Exercise instructions :: Set down the lines below word for word, covering the stretch from the first one through the one containing "column 147, row 109", both included. Leave the pictures out of your copy.

Material provided ::
"""
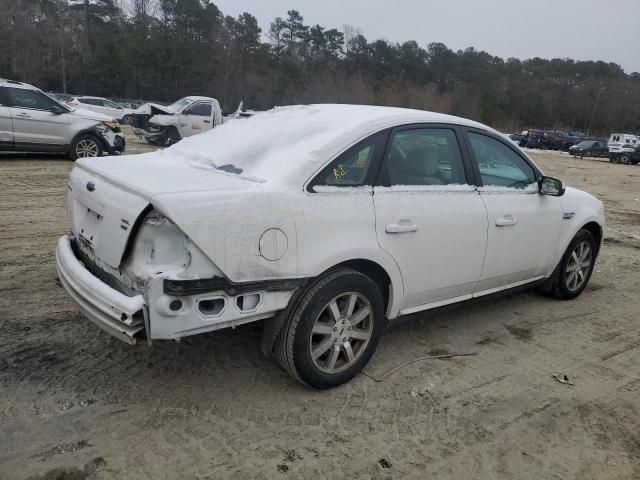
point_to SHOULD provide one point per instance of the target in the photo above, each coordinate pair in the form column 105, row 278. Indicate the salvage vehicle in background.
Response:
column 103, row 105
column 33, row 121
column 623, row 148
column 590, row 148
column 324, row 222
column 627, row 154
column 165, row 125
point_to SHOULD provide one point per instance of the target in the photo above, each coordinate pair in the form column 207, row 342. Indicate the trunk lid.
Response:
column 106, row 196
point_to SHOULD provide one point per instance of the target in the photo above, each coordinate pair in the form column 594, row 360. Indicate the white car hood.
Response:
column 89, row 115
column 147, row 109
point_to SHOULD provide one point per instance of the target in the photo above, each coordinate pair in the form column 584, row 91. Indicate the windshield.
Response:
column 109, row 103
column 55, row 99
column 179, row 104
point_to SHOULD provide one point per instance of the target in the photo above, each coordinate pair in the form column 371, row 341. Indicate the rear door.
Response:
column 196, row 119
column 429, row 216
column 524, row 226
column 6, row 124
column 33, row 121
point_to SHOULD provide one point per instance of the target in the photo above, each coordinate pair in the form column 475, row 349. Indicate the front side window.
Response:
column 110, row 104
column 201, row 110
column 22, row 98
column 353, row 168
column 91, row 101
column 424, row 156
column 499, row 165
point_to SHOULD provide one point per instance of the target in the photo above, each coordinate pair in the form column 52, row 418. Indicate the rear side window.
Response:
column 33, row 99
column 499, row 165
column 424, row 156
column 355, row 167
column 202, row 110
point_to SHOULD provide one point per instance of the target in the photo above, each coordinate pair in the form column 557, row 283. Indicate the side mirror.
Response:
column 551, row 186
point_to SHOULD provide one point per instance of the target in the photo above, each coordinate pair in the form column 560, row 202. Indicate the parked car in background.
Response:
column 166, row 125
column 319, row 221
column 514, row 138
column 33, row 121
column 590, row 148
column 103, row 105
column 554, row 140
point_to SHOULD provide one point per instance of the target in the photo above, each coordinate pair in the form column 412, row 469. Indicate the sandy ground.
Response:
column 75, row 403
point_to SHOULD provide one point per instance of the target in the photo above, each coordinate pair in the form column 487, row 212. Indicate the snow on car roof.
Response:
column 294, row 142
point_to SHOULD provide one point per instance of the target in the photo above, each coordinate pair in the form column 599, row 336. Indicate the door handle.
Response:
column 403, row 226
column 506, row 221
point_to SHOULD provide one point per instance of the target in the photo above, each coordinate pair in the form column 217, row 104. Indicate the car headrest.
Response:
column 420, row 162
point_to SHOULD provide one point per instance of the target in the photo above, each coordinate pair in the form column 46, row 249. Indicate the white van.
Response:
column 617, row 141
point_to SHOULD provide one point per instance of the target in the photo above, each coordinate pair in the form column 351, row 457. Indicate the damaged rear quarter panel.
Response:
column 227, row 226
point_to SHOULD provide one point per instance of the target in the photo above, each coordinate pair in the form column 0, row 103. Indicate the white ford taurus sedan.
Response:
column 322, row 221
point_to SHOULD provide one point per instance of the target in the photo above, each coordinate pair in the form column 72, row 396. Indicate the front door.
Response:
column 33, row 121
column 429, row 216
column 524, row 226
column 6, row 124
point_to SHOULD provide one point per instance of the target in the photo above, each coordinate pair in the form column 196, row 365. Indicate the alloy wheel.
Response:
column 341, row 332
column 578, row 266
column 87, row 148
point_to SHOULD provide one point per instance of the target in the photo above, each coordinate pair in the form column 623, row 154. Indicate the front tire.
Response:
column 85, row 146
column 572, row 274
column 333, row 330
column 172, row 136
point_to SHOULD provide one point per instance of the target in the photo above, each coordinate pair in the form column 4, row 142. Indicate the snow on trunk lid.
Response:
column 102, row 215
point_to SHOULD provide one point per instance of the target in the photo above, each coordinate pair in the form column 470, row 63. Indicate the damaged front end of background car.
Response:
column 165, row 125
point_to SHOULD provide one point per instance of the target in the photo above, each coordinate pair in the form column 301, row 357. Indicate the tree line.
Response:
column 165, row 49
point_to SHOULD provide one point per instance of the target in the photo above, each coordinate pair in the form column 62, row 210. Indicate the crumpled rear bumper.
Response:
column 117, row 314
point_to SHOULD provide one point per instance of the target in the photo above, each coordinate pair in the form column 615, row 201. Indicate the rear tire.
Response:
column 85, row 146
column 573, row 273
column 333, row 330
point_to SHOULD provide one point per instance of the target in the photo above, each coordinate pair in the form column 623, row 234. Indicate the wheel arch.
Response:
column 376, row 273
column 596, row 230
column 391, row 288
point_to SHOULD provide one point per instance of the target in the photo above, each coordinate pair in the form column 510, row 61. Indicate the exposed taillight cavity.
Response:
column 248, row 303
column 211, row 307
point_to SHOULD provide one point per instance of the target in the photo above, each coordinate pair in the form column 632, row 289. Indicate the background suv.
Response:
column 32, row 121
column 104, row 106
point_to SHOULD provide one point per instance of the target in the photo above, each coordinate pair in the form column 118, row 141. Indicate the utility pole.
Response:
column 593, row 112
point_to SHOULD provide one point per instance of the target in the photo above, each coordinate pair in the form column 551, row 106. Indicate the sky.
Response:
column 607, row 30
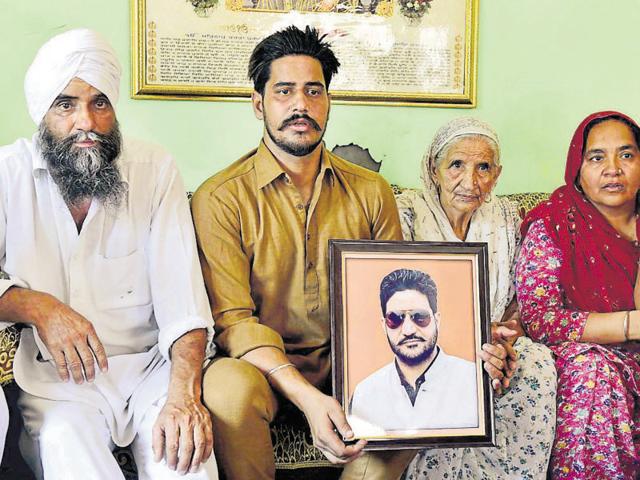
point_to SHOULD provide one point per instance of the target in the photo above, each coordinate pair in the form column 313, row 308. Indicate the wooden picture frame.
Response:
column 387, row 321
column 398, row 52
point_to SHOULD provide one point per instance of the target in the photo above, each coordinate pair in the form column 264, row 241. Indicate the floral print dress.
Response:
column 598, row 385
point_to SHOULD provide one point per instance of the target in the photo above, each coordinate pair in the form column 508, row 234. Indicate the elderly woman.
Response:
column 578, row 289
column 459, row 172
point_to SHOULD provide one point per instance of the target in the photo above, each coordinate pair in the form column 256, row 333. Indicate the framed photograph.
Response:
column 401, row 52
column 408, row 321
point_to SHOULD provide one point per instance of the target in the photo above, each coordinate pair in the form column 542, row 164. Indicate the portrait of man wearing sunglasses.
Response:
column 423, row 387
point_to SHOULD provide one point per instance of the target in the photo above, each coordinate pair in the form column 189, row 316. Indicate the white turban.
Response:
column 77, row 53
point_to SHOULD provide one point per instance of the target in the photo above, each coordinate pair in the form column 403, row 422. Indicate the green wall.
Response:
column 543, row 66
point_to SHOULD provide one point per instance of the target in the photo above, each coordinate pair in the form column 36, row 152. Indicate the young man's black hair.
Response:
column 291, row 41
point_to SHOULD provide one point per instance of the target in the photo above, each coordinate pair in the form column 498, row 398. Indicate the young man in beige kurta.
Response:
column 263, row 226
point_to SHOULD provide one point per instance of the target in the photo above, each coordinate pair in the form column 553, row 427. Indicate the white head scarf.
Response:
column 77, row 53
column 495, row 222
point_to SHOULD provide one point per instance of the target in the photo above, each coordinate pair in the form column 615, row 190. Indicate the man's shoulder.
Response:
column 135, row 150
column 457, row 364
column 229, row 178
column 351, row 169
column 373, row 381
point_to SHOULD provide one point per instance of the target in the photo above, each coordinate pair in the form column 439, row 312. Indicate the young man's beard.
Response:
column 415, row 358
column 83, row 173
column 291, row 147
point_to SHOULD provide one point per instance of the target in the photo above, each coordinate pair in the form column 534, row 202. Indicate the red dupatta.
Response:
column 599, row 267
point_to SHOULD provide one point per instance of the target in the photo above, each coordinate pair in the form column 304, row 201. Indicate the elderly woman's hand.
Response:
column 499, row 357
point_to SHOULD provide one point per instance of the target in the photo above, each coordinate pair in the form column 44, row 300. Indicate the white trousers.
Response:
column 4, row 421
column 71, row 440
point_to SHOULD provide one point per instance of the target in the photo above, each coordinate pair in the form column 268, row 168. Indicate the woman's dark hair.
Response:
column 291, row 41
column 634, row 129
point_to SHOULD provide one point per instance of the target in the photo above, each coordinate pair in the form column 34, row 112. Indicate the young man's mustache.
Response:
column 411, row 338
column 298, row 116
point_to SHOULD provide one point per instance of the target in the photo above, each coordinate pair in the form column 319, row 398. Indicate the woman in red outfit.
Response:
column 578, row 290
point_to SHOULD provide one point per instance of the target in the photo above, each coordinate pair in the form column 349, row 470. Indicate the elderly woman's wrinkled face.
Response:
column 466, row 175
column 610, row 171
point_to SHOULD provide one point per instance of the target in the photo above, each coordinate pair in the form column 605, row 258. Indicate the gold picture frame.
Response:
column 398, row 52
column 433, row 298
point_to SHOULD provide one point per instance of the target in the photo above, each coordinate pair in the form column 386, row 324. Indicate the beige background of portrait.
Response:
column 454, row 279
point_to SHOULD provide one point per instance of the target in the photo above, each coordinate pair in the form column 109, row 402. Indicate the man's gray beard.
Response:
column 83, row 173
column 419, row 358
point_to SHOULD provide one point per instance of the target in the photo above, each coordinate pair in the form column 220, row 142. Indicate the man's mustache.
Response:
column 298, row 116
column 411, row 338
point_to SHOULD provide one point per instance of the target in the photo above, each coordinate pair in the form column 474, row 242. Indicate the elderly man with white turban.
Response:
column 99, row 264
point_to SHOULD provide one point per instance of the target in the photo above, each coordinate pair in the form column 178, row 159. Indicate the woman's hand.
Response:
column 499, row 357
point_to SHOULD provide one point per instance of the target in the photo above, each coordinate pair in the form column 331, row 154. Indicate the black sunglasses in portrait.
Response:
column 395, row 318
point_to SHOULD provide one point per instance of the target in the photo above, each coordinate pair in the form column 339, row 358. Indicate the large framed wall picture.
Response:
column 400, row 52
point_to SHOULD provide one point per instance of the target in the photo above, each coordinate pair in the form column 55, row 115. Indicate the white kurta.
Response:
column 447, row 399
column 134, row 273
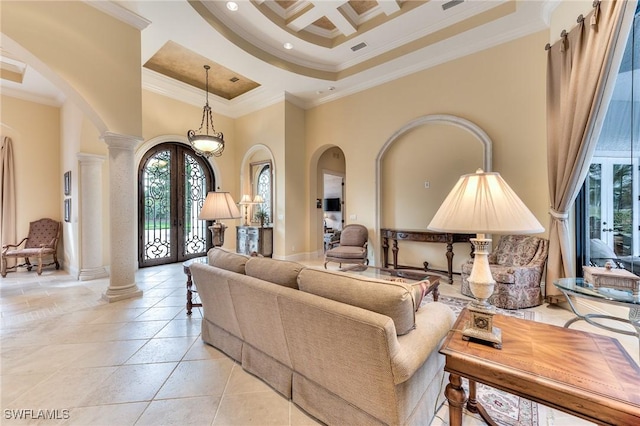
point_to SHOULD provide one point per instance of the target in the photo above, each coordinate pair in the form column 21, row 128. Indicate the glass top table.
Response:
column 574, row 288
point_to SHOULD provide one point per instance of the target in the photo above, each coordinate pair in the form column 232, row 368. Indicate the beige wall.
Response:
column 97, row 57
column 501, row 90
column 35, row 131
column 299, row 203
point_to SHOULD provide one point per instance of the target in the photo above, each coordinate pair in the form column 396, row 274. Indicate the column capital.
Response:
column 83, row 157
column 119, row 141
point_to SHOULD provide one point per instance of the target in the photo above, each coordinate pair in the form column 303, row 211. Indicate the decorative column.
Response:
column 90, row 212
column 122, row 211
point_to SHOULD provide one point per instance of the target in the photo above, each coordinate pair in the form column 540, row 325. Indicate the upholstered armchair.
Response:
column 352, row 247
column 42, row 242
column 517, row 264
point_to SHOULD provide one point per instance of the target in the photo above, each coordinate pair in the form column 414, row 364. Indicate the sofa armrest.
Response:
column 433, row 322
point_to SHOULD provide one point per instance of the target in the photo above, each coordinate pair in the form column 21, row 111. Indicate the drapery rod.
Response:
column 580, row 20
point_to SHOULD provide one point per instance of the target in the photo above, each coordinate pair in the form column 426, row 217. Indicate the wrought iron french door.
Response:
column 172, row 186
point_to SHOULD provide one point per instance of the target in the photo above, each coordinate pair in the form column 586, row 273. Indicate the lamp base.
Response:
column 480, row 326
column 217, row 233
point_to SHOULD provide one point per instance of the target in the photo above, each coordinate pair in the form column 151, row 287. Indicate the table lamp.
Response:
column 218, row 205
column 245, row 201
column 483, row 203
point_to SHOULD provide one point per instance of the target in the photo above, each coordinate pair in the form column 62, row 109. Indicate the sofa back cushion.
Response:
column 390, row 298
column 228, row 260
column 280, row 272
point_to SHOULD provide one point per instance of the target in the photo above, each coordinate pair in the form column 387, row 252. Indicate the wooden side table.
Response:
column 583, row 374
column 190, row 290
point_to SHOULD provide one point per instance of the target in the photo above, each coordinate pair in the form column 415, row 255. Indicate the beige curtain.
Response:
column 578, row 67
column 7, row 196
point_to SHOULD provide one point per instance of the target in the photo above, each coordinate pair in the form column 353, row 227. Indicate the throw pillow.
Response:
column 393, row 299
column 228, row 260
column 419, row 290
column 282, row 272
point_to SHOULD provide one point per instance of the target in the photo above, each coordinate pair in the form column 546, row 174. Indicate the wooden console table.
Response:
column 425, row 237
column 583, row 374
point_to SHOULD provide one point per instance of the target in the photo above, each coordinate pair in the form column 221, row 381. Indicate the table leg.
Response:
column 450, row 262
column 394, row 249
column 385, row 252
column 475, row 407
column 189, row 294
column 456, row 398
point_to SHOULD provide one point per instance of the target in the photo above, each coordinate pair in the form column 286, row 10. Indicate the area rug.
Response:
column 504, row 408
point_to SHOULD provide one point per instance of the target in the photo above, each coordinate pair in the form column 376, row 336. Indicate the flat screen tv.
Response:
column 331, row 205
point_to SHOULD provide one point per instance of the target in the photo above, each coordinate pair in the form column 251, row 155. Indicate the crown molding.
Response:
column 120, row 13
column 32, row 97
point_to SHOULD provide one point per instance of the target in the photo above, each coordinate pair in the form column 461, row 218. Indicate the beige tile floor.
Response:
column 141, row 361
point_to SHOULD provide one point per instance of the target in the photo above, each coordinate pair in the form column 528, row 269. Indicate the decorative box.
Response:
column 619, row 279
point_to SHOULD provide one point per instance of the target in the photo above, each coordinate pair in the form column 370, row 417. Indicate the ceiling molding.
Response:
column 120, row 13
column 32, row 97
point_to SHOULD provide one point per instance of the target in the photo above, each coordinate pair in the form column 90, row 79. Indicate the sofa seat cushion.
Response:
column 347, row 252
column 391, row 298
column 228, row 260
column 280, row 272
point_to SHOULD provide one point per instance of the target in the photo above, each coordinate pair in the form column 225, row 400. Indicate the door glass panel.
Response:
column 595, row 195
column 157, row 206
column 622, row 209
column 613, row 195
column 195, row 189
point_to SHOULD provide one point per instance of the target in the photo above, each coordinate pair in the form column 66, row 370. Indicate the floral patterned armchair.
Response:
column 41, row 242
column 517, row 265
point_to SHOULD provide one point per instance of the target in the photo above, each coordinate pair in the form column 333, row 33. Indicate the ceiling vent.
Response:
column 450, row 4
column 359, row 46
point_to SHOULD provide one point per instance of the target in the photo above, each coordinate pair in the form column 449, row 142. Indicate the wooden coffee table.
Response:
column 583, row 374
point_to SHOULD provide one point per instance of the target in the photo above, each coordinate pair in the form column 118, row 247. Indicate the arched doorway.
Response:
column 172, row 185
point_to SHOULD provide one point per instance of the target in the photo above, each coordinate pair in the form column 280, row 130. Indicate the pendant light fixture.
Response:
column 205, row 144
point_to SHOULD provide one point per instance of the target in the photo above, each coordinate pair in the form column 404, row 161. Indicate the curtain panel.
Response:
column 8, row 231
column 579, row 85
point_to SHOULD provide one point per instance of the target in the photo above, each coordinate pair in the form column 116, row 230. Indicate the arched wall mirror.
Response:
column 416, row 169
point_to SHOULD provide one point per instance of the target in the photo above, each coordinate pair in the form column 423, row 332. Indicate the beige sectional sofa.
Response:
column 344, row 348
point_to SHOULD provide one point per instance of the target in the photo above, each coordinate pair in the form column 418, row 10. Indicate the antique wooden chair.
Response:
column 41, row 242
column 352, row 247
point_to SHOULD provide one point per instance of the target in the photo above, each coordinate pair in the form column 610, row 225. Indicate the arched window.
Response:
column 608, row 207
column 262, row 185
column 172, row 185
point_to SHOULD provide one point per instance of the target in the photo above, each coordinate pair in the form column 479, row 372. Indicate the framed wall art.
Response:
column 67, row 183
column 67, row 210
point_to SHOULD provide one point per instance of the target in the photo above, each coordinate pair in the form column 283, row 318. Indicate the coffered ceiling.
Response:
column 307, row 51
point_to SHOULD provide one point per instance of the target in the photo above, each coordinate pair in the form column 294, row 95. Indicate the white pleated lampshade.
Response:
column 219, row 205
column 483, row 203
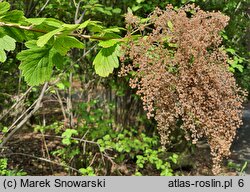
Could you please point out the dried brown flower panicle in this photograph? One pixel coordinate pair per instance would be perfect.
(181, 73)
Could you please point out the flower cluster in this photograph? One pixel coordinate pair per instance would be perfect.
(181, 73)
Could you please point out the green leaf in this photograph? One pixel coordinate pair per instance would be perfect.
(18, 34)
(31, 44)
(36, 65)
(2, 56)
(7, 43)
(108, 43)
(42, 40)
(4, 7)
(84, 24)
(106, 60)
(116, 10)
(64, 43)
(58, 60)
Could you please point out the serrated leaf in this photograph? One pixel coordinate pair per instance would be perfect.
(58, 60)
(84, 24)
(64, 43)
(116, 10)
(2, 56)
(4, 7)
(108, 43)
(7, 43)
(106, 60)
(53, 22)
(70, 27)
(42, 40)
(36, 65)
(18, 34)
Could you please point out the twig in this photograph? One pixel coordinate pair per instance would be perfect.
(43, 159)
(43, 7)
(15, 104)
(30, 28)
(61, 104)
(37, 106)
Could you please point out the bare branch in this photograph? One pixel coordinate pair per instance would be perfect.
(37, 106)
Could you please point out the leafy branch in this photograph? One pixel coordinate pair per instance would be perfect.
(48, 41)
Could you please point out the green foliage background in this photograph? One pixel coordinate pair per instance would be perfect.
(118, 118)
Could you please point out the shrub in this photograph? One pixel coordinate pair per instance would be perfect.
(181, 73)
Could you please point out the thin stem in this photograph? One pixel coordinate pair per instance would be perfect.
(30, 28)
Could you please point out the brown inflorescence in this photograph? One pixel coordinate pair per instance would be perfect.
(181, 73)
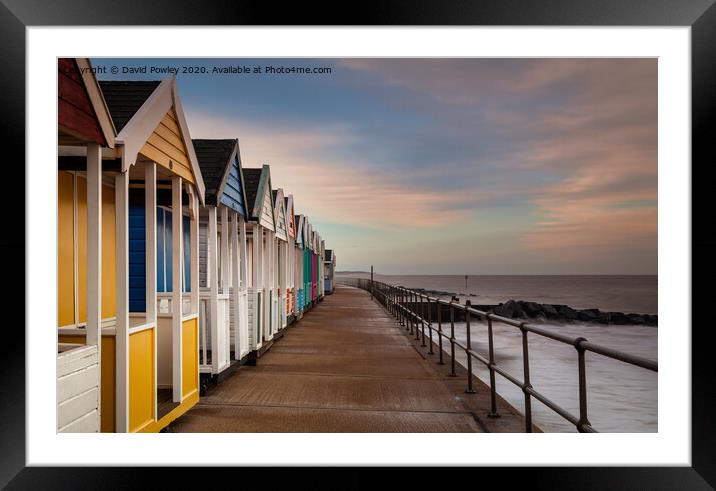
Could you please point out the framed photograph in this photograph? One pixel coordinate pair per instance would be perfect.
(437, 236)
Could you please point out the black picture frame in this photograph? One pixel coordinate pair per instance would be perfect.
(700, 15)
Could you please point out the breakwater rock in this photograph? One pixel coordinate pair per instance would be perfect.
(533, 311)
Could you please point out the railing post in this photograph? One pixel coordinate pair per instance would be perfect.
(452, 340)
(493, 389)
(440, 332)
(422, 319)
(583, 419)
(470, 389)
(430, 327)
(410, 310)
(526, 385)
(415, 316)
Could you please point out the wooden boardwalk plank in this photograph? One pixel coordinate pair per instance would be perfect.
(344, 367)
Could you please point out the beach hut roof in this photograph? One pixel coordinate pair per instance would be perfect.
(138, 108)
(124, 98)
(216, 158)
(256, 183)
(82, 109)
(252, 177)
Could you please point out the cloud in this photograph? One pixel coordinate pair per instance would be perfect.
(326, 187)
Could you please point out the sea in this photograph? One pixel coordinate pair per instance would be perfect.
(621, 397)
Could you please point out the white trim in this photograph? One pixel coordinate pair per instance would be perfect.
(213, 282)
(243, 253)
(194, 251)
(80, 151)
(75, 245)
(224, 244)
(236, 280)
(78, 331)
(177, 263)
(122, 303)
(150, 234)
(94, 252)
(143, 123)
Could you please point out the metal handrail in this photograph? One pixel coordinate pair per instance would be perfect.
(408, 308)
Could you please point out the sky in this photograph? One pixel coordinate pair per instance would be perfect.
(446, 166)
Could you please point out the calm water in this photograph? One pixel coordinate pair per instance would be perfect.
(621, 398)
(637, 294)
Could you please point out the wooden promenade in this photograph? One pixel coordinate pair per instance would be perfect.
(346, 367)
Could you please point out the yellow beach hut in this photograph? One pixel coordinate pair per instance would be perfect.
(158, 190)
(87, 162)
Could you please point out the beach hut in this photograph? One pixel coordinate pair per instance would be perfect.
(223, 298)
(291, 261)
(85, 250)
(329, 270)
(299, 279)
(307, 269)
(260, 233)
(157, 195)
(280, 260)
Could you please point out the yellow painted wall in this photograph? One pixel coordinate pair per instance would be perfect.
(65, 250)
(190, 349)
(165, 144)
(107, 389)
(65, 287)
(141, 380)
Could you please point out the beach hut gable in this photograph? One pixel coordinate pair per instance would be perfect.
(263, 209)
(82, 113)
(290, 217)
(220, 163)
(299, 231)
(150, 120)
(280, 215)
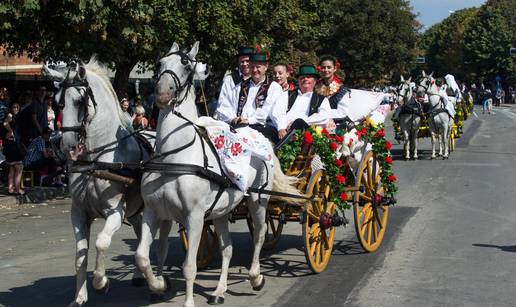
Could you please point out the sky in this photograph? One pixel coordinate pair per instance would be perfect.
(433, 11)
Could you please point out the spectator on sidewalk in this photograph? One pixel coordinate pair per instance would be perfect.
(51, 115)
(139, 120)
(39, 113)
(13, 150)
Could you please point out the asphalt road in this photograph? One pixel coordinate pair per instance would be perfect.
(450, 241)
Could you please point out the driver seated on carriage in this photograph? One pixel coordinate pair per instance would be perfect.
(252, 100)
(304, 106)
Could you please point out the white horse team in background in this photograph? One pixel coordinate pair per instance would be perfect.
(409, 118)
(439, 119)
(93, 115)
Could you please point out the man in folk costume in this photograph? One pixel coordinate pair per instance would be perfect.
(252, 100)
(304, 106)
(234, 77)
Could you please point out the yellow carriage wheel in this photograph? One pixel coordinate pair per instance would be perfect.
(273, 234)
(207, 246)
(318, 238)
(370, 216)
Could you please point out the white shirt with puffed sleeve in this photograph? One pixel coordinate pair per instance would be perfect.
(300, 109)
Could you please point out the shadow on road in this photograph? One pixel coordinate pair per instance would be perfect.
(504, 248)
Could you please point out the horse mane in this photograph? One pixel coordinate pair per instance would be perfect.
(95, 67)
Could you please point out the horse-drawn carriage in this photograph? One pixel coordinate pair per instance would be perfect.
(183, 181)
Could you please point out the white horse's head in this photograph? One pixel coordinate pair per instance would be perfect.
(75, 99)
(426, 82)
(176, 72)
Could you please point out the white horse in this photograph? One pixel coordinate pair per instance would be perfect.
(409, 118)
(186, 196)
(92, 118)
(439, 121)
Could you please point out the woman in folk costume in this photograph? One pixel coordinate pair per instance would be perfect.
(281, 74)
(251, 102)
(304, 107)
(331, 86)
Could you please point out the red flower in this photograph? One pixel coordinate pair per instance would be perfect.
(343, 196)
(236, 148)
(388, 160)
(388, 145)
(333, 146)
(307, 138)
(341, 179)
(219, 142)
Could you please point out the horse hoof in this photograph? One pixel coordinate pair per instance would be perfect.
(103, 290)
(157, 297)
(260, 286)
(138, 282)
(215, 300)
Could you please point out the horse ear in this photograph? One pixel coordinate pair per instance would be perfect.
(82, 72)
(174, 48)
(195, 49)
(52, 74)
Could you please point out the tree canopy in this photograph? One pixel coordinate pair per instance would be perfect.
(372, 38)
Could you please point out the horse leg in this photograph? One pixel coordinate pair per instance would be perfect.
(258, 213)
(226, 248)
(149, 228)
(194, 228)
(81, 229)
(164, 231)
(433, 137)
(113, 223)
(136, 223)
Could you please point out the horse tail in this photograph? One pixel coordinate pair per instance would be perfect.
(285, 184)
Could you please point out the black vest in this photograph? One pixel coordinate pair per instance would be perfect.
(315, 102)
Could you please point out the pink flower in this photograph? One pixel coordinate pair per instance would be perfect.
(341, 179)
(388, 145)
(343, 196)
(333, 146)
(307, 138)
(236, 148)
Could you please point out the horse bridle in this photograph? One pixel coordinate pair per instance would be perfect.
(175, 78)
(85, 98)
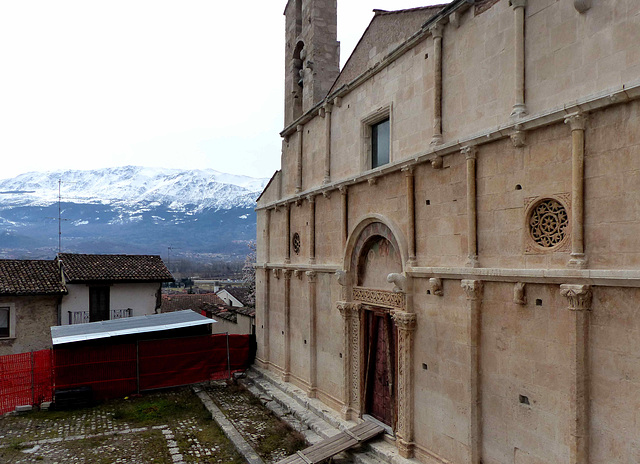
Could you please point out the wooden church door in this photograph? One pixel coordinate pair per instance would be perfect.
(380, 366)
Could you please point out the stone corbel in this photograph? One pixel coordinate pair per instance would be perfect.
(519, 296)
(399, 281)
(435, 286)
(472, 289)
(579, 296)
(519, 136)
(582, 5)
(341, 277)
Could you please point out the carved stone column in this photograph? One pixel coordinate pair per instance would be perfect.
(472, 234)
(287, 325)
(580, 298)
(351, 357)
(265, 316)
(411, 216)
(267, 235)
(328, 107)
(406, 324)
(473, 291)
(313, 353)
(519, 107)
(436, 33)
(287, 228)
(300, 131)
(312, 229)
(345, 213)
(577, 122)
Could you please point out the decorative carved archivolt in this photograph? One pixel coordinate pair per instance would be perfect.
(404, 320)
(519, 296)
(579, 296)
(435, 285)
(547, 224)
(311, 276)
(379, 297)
"""
Response for this exercise ::
point_to SHOULD provide one point per instance of the target in the photo above, each coordinate pair in the form column 105, row 278. Indicate the salvage vehicle in background.
Response:
column 103, row 105
column 33, row 121
column 623, row 148
column 590, row 148
column 324, row 222
column 627, row 154
column 165, row 125
point_to SHOULD provide one point per instance of the target in the photo above, each coordinate pair in the form column 207, row 342. Indicate the trunk lid.
Response:
column 106, row 196
point_to SHOULD provide one point per instance of the target in the photo above, each coordinate pair in the form column 594, row 360. Indicate the white car hood.
Response:
column 89, row 115
column 147, row 109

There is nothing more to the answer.